Excerpt:
#####

A Fresh View of a Historic Presidency

An Evening with Stuart Eizenstat

A lecture, reception, and book signing with the author of President Carter: The White House Years.

Wednesday

5:30–6:30PM

Edison Theatre Washington University in St. Louis

6465 Forsyth Boulevard
Saint Louis, MO 63105

Videos

  • A Fresh View of A Historic Presidency: An Evening with Stuart Eizenstat

    Stuart Eizenstat (December 5, 2018)

    Transcript

Please join us for an evening with Stuart Eizenstat, who will discuss his recent book President Carter: The White House Years. There will be time for audience Q&A and a reception with book signing will immediately follow the discussion. There will be books available for purchase.

About the book
The definitive history of the Carter Administration from the man who participated in its surprising number of accomplishments—drawing on his extensive and never-before-seen notes.

“An epic biography and first class administrative history of our vastly underrated 39th president. The amount of new documentary evidence unearthed by Eizenstat is staggering. A landmark achievement.”   – Douglas Brinkley, CNN Historian and author of The Unfinished Presidency.

Stuart Eizenstat was at Jimmy Carter’s side from his political rise in Georgia through four years in the White House, where he served as Chief Domestic Policy Adviser. He was directly involved in all domestic and economic decisions as well as in many foreign policy ones. Famous for the legal pads he took to every meeting, he draws on more than 5,000 pages of notes and 350 interviews of all the major figures of the time, to write the comprehensive history of an underappreciated president—and to give an intimate view on how the presidency works.

Eizenstat reveals the grueling negotiations behind Carter’s peace between Israel and Egypt, what led to the return of the Panama Canal, and how Carter made human rights a presidential imperative. He follows Carter’s passing of America’s first comprehensive energy policy, and his deregulation of the oil, gas, transportation, and communications industries. And he details the creation of the modern vice-presidency.

Eizenstat also details Carter’s many missteps, including the Iranian Hostage Crisis, because Carter’s desire to do the right thing, not the political thing, often hurt him and alienated Congress. His willingness to tackle intractable problems, however, led to major, long-lasting accomplishments.

This major work of history shows first-hand where Carter succeeded, where he failed, and how he set up many successes of later presidents.

#####

Material shown:
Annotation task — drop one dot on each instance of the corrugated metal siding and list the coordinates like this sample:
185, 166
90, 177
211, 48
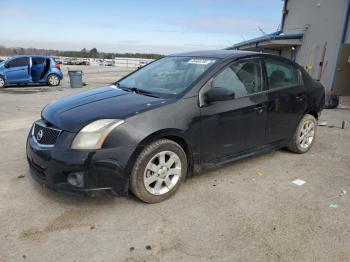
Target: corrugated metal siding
321, 21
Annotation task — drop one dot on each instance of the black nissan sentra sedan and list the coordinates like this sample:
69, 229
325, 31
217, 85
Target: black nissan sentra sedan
173, 118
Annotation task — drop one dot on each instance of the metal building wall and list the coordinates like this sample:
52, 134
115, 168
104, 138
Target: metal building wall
321, 21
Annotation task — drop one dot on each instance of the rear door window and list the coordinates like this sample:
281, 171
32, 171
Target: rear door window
18, 62
38, 60
281, 74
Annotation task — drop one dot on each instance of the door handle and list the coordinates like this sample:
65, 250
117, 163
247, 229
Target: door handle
259, 108
300, 97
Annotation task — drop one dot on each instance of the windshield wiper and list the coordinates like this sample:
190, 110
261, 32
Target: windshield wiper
138, 91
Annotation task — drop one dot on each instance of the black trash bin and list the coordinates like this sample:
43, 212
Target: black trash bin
76, 78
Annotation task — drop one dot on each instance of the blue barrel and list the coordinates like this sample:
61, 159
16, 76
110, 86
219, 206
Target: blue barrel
76, 78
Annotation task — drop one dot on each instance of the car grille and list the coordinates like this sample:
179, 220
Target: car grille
45, 136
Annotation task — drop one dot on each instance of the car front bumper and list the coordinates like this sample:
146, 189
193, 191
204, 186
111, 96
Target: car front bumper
104, 169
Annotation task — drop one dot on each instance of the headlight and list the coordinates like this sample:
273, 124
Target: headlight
94, 134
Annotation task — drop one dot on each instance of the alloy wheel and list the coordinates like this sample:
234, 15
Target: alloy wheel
54, 80
307, 134
162, 173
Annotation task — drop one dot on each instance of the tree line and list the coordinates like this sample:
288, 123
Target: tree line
84, 53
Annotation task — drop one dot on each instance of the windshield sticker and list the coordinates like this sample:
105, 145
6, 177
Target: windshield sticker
201, 61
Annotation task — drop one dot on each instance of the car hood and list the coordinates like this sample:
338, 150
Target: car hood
74, 112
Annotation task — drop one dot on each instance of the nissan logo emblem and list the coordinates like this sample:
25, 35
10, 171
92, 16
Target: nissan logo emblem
39, 135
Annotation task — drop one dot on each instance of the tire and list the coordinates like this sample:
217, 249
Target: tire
2, 82
53, 80
304, 135
152, 179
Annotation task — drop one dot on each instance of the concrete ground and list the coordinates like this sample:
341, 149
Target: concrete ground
247, 211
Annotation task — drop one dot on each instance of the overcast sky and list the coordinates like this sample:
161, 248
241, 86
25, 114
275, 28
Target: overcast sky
134, 25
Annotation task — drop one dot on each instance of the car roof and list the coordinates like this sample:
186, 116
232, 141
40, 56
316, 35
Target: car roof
35, 56
219, 54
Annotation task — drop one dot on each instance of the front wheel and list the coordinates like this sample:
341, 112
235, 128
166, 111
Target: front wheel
53, 80
158, 171
304, 135
2, 82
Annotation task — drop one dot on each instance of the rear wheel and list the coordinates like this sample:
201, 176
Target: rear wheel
304, 136
2, 82
158, 171
53, 80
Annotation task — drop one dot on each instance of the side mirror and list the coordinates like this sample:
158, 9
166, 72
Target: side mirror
219, 94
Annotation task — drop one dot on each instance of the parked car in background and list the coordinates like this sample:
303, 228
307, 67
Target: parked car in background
175, 117
26, 69
142, 64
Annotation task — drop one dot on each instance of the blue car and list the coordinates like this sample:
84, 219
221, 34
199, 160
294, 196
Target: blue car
27, 69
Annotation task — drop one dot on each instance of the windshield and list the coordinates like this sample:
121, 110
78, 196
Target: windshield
167, 76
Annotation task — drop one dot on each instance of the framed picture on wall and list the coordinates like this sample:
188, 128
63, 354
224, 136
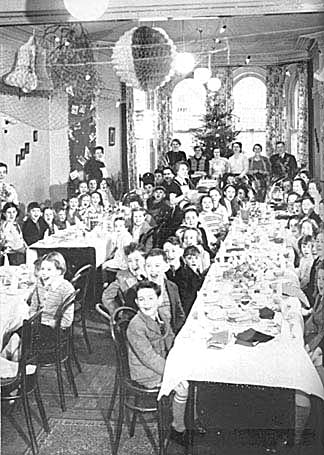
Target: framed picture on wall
111, 135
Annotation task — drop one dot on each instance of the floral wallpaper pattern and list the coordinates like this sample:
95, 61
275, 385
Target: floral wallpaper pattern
276, 124
131, 145
302, 119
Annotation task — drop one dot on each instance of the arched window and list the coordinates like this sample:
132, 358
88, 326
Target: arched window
249, 94
188, 109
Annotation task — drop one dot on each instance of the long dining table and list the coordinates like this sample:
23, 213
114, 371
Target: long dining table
243, 329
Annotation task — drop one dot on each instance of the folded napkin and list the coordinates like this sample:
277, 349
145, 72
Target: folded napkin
266, 313
218, 340
251, 337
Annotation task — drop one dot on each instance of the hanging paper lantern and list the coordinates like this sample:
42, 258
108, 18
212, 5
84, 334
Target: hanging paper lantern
202, 75
184, 63
143, 58
214, 84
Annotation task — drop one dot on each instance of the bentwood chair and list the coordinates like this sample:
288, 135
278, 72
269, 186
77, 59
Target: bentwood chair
60, 352
133, 398
81, 281
26, 381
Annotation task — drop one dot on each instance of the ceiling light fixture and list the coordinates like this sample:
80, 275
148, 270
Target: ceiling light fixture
84, 10
222, 29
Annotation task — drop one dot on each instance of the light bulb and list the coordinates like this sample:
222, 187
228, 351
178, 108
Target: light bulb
202, 75
184, 63
214, 84
85, 10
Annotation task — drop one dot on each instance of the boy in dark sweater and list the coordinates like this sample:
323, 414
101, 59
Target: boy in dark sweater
188, 278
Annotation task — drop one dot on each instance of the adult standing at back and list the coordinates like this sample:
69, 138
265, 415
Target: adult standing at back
238, 162
283, 164
95, 168
7, 191
175, 154
259, 169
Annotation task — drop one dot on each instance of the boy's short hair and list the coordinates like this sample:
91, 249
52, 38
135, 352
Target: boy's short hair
173, 241
155, 252
119, 218
4, 165
191, 251
191, 208
33, 205
57, 259
308, 197
304, 240
146, 284
132, 247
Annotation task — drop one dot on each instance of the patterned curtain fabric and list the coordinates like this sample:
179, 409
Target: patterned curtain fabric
163, 130
131, 146
276, 127
302, 119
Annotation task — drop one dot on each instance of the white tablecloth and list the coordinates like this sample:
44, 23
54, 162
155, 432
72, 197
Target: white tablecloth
101, 244
281, 362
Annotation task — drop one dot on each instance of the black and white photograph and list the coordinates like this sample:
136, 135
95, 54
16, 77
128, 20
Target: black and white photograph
162, 227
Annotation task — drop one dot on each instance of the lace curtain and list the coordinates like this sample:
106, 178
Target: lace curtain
163, 107
131, 145
302, 118
276, 126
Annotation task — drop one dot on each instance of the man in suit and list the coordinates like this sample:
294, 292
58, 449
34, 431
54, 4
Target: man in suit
283, 164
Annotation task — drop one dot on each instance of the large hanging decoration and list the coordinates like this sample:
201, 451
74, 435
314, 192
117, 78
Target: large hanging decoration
144, 58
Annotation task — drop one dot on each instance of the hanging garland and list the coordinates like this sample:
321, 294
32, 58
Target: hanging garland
143, 58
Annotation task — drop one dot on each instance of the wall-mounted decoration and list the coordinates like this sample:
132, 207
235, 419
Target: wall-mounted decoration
111, 136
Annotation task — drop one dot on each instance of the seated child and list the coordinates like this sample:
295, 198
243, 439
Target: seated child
120, 238
314, 326
61, 221
72, 213
174, 252
49, 215
191, 236
305, 245
150, 338
125, 279
139, 227
34, 227
50, 292
188, 278
158, 206
156, 266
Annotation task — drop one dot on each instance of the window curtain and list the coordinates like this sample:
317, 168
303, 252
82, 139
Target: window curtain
302, 118
276, 126
164, 130
131, 145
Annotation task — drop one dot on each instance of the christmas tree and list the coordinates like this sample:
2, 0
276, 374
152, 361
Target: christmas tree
217, 130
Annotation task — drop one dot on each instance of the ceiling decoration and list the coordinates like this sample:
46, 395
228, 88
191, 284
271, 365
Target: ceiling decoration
143, 57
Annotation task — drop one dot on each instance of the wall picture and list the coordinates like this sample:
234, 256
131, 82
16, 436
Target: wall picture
111, 135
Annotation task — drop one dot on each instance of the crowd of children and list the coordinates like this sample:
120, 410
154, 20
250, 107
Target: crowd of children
164, 239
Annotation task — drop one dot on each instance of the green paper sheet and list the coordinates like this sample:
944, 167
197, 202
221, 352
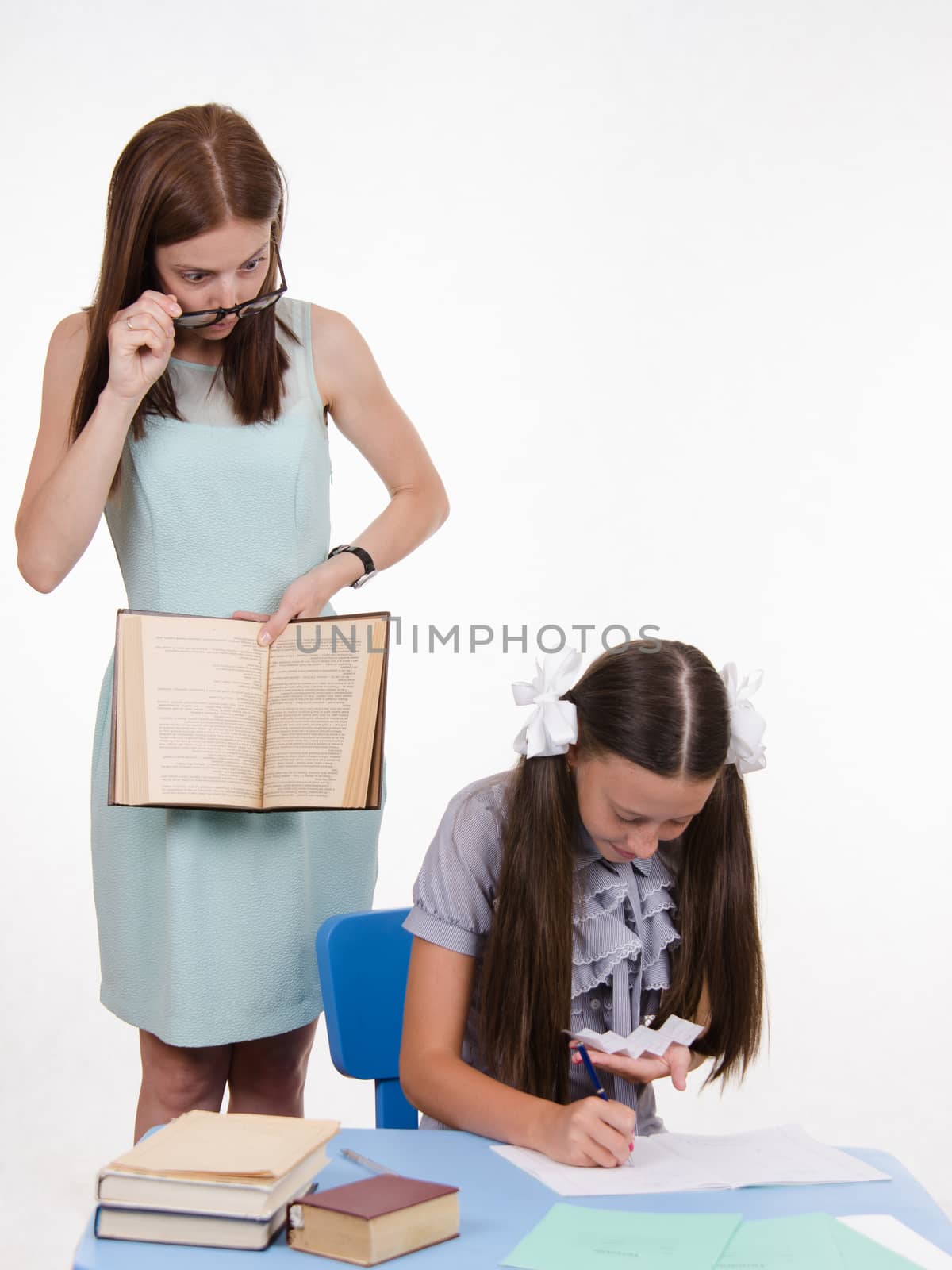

#####

Instructions:
• a. From the records above, pull out every line that contains the word "tire" and copy each one.
• b. Carry on the Stuart Eizenstat event page from its last sentence.

The replies:
• a.
Annotation task — drop one dot on each instance of the tire and list the coordinates like this sample:
Target: tire

• b.
About Stuart Eizenstat
During a decade and a half of public service in three U.S. administrations, Ambassador Eizenstat has held a number of key senior positions, including chief White House domestic policy adviser to President Jimmy Carter (1977-1981); U.S. Ambassador to the European Union, Under Secretary of Commerce for International Trade, Under Secretary of State for Economic, Business and Agricultural Affairs, and Deputy Secretary of the Treasury in the Clinton Administration (1993-2001).

During the Clinton Administration, he had a prominent role in the development of key international initiatives, including the negotiations of the Transatlantic Agenda with the European Union (establishing what remains of the framework for the US relationship with the EU); the development of the Transatlantic Business Dialogue (TABD) among European and US CEOs; the negotiation of agreements with the European Union regarding the Helms-Burton Act and the Iran-Libya Sanctions Act; the negotiation of the Japan Port Agreement with the Japanese government; and the negotiation of the Kyoto Protocol on global warming, where he led the US delegation.

Much of the interest in providing belated justice for victims of the Holocaust and other victims of Nazi tyranny during World War II was the result of his leadership of the Clinton Administration as Special Representative of the President and Secretary of State on Holocaust-Era Issues.  He successfully negotiated major agreements with the Swiss, Germans, Austrian and French, and other European countries, covering restitution of property, payment for slave and forced laborers, recovery of looted art, bank accounts, and payment of insurance policies.  His book on these events, Imperfect Justice: Looted Assets, Slave Labor, and the Unfinished Business of World War II, has been favorably received in publications like the New York Times, Los Angeles Times, Washington Post, Business Week, and Publisher’s Weekly.  It has been translated into German, French, Czech and Hebrew.

Ambassador Eizenstat has received eight honorary doctorate degrees from universities and academic institutions.  He has been awarded high civilian awards from the governments of France (Legion of Honor), Germany, Austria, and Belgium, as well as from Secretary of State Warren Christopher, Secretary of State Madeleine Albright, and Secretary of the Treasury Lawrence Summers.  In 2007, he was named “The Leading Lawyer in International Trade” in Washington, DC by Legal Times.  His articles appear in The New York Times, Financial Times, International Herald Tribune, Washington Post, Los Angeles Times, Foreign Policy magazine, and Foreign Affairs magazine, on a variety of international and domestic topics.  Ambassador Eizenstat grew up and was educated in the public schools of Atlanta.  He is a Phi Beta Kappa, cum laude graduate of the University of North Carolina at Chapel Hill and of Harvard Law School. He is married to Frances Eizenstat and has two sons and eight grandchildren.

This event is free and open to all.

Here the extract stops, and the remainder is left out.